> Your task
Reproduce the data below word for word, leaving out the pictures.

> Dataset extract
* BEGIN *

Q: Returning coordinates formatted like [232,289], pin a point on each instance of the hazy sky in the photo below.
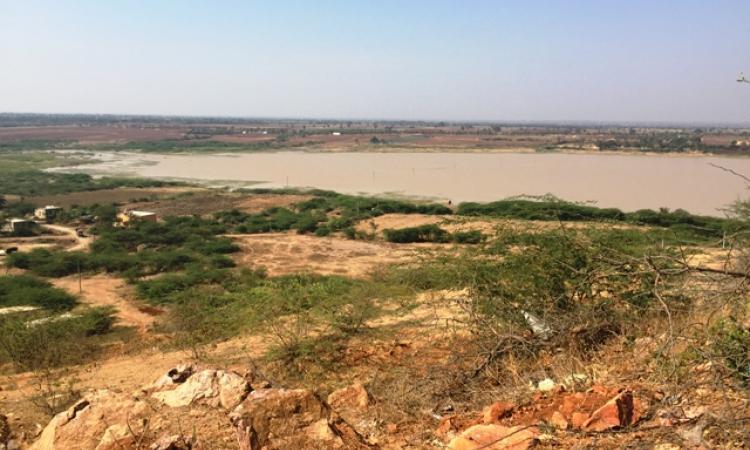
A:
[635,60]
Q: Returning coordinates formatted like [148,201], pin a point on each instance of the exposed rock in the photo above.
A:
[558,421]
[620,411]
[290,418]
[174,442]
[354,397]
[577,419]
[497,411]
[175,375]
[495,437]
[4,429]
[94,423]
[212,387]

* END *

> Task result
Q: Returning coordinates formatted like [232,289], pin a point on each instance of the hazy sky in the photo below.
A:
[635,60]
Q: Returning coordinates formatted like [148,201], pin a point on each instance of the exposed rock in the photo above.
A:
[558,421]
[620,411]
[290,418]
[174,442]
[354,397]
[577,419]
[497,411]
[175,375]
[495,437]
[4,429]
[94,423]
[212,387]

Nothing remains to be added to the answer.